● YOUR GOAL
Can you quote, word for word, the entries below, starting at the line that contains "the paintbrush, written" and ending at the line that contains "column 85, row 75", with both of those lines included and nothing else?
== MATERIAL FOR THIS TASK
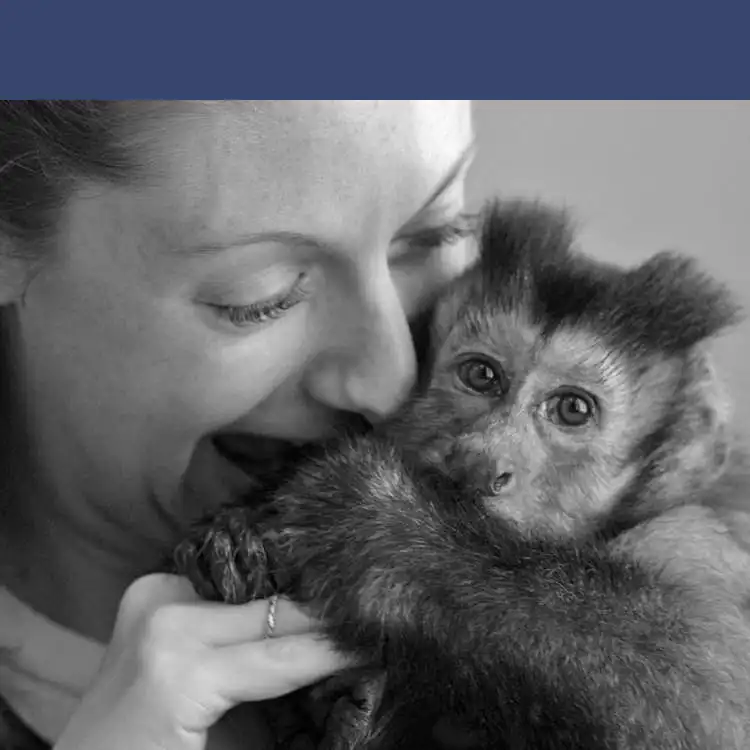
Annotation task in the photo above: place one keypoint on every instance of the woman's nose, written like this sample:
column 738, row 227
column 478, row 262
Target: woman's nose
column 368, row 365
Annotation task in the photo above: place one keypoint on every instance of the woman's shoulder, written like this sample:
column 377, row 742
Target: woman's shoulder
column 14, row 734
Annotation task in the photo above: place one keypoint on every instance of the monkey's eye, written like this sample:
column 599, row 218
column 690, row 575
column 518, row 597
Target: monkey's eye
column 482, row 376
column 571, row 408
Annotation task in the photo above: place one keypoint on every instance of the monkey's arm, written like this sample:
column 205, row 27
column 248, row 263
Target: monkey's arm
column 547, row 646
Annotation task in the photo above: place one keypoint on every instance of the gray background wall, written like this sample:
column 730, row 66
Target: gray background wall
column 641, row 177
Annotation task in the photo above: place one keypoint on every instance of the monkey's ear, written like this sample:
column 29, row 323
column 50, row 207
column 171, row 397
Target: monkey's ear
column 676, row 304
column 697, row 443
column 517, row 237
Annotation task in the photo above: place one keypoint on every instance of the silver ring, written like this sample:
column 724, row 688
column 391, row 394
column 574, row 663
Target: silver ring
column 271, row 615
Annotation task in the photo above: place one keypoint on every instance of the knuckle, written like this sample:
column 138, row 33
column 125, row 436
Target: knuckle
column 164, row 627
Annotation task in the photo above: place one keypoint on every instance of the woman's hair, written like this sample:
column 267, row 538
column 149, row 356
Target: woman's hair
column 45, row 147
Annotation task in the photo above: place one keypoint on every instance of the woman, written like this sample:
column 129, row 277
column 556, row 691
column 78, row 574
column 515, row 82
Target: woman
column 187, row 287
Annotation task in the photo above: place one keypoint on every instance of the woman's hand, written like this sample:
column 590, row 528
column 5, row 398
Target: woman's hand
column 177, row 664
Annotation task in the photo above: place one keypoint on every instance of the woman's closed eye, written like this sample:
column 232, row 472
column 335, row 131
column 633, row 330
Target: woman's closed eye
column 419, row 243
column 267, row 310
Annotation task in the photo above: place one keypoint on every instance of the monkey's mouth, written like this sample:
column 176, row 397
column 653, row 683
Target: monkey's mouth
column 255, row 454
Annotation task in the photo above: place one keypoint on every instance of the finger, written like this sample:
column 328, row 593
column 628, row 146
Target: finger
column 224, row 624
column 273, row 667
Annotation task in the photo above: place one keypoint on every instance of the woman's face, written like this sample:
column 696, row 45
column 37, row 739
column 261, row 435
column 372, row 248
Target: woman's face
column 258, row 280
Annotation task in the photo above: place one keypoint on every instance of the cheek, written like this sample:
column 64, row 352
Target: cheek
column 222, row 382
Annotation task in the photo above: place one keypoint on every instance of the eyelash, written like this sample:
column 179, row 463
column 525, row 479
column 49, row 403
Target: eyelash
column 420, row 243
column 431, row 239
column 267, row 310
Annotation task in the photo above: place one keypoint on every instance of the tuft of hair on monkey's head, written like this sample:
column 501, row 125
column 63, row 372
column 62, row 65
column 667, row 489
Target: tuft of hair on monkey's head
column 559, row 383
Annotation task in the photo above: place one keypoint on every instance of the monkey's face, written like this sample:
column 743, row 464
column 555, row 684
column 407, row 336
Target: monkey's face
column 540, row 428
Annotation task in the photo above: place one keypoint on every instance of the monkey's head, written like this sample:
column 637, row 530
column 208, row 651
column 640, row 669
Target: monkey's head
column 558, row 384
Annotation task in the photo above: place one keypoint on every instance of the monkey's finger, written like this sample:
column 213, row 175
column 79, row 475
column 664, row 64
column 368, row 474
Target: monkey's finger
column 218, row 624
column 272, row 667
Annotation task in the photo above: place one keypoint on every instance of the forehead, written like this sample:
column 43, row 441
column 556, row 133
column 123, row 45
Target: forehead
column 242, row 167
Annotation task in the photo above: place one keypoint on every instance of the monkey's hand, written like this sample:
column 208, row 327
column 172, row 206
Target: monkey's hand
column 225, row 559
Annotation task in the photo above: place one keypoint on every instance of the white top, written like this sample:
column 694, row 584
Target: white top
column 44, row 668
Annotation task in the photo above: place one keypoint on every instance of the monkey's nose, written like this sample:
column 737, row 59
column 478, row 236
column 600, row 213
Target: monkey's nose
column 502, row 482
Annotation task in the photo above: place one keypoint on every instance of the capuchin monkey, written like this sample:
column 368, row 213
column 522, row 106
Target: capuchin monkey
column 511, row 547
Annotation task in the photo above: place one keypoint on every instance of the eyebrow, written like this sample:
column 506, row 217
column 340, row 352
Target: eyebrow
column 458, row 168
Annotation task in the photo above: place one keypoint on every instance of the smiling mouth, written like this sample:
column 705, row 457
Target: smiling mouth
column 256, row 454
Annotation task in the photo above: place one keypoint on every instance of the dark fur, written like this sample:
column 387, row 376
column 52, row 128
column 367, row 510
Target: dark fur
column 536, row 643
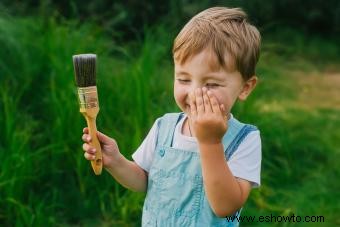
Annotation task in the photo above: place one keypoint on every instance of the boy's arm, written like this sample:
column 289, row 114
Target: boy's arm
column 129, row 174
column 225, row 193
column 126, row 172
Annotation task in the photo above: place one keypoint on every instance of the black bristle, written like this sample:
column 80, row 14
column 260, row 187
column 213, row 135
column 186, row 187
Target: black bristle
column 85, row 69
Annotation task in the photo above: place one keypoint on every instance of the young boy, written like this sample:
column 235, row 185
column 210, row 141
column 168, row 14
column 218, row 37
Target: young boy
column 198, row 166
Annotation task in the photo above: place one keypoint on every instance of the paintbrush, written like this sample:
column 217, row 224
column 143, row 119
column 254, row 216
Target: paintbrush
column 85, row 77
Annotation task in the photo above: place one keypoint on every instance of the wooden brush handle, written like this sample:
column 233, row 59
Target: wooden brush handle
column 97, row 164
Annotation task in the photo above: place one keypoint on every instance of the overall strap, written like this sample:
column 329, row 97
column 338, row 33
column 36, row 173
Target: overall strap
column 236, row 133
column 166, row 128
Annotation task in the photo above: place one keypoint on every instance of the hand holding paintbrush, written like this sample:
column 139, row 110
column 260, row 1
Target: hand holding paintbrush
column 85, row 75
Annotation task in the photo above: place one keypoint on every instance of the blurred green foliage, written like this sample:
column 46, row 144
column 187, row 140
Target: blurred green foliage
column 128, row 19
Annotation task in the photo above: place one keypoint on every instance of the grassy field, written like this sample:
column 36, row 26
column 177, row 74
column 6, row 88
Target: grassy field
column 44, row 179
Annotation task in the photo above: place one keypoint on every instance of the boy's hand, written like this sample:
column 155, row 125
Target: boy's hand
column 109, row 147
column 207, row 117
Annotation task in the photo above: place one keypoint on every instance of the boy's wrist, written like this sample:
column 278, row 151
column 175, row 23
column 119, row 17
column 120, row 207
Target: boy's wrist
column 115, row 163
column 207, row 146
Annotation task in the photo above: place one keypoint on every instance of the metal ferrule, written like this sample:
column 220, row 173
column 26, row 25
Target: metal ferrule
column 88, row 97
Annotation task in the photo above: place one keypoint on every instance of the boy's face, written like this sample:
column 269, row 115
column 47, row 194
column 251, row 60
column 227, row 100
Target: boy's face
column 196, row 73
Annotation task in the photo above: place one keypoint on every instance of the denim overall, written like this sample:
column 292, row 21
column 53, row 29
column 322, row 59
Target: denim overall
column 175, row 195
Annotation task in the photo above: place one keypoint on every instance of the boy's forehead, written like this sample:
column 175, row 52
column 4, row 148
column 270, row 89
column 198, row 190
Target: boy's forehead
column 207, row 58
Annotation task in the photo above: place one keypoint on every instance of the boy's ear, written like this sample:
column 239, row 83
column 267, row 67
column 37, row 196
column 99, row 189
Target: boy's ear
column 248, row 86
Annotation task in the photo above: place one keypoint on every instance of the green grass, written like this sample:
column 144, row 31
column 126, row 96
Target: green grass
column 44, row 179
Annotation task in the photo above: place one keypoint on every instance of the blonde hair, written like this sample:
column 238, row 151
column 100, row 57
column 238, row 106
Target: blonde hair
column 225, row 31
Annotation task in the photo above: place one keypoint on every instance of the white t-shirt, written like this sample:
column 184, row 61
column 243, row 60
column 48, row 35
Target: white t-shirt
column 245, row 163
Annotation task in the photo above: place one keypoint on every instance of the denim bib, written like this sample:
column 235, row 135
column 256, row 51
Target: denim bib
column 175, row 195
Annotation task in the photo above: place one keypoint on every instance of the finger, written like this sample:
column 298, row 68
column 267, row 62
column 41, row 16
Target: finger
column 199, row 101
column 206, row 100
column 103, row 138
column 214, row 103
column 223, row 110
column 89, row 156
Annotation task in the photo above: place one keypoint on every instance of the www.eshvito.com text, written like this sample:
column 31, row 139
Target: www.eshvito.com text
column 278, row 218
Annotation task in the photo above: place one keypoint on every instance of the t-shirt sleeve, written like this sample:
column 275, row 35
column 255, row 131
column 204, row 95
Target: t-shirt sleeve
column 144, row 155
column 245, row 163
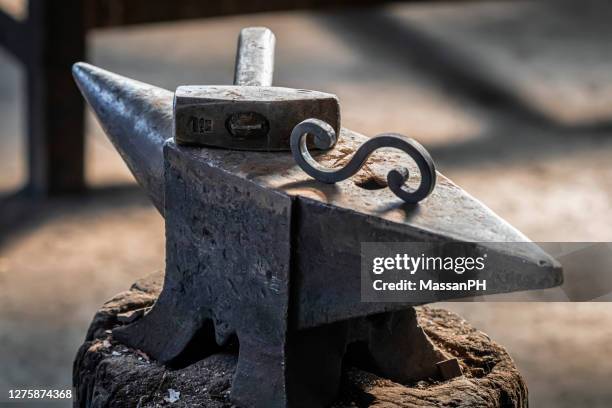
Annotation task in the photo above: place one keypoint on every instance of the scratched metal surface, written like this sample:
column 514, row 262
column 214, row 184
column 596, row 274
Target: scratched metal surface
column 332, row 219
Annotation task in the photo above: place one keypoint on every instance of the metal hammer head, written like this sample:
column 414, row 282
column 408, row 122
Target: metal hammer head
====
● SOLUTION
Annotation task in the photo above: place one keypoint on every instance of the paintbrush, written like this sample:
column 217, row 224
column 143, row 119
column 254, row 216
Target: paintbrush
column 85, row 77
Annotation task in the photo above: place one keypoint on every instance of the wooden brush handle, written like this sample:
column 233, row 59
Target: wooden brush handle
column 97, row 164
Annotation task in the photo above: place one keypoint on every instance of the overall strap, written like this sample:
column 329, row 97
column 338, row 33
column 36, row 173
Target: overall strap
column 236, row 133
column 166, row 128
Annotation task in the photo above: place one keypoint on every instance of the hand holding paintbrush, written like this sample:
column 139, row 110
column 260, row 1
Target: hand holding paintbrush
column 85, row 75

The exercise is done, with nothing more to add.